PASSAGE —
________________________________________

What can I do without the Ombudsman to help me?? Do I even have a leg to stand on or should I reluctantly admit defeat?
As said earlier in this thread, you are now on your own. Consumers should only go to The EO if they believe that they have a cast iron case, or win or lose doesn't really matter. The best you can hope for now is that the supplier gives you time to pay but there is no guarantee that it will do so.This is a system account and does not represent a real person. To contact the Forum Team email forumteam@moneysavingexpert.com0 -
If you do go to court you will need to set out exactly what you are claiming for. You appear to have had a supply for about two years. So you will need to set out year by year how much you have been charged and how much you think you should have been charged. Since you have meter readings you should be able to do this. If I understand this correctly you are claiming because if you had of know that the tariff you were on was expensive you could have switched sooner and you could have paid less. But I would question whether your current £50 a month is enough. If you check on this forum you will find that heating by electricity can be very expensive and could cost a lot more than the payment you are making.
Having said that if you think you have a case you can fill in a few forms for the Small Claims court and represent yourself. All it will cost will be the court fee which will be no more than £209 depending on your claim size.
Agree with this.
Look at the payments you have made as well as the actual readings you have. The only mention I can see of a previous bill was for £23, obviously way to low for a quarters use so it may be a left over part of a bill.

________________________________________

WRITTEN REQUEST 1 —
Quote the forum thread from "Having said that" up to and including "Agree with this.".
WRITTEN REQUEST 2 —
Rewrite the listing from its first line up to and including the line with "[813,296,875,426]", replacing "dusk" with "twilight" and changing nothing else. Give only those lines.
The forum thread and the listing are unrelated.

Bounding-box listing —
________________________________________

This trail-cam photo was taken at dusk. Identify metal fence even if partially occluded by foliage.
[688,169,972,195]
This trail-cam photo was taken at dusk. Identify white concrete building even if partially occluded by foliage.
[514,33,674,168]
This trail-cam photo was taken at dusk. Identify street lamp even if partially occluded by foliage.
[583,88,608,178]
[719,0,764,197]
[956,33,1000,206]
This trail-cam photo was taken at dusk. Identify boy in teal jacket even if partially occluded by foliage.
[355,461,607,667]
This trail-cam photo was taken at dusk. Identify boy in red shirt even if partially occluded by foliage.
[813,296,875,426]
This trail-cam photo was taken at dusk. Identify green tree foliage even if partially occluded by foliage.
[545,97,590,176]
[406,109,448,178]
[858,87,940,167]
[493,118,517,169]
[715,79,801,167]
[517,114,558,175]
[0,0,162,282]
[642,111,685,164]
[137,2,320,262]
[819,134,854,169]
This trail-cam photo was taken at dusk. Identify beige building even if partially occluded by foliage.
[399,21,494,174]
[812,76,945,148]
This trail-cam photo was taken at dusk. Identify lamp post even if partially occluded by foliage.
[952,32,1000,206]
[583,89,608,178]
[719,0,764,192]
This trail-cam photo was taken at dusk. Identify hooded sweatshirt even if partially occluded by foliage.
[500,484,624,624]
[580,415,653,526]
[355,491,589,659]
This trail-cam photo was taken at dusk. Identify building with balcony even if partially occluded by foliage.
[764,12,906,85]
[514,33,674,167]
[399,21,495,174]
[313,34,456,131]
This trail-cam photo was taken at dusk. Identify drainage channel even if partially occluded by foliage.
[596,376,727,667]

________________________________________

TASK RESULT 1 —
Having said that if you think you have a case you can fill in a few forms for the Small Claims court and represent yourself. All it will cost will be the court fee which will be no more than £209 depending on your claim size.
Agree with this.

TASK RESULT 2 —
This trail-cam photo was taken at twilight. Identify metal fence even if partially occluded by foliage.
[688,169,972,195]
This trail-cam photo was taken at twilight. Identify white concrete building even if partially occluded by foliage.
[514,33,674,168]
This trail-cam photo was taken at twilight. Identify street lamp even if partially occluded by foliage.
[583,88,608,178]
[719,0,764,197]
[956,33,1000,206]
This trail-cam photo was taken at twilight. Identify boy in teal jacket even if partially occluded by foliage.
[355,461,607,667]
This trail-cam photo was taken at twilight. Identify boy in red shirt even if partially occluded by foliage.
[813,296,875,426]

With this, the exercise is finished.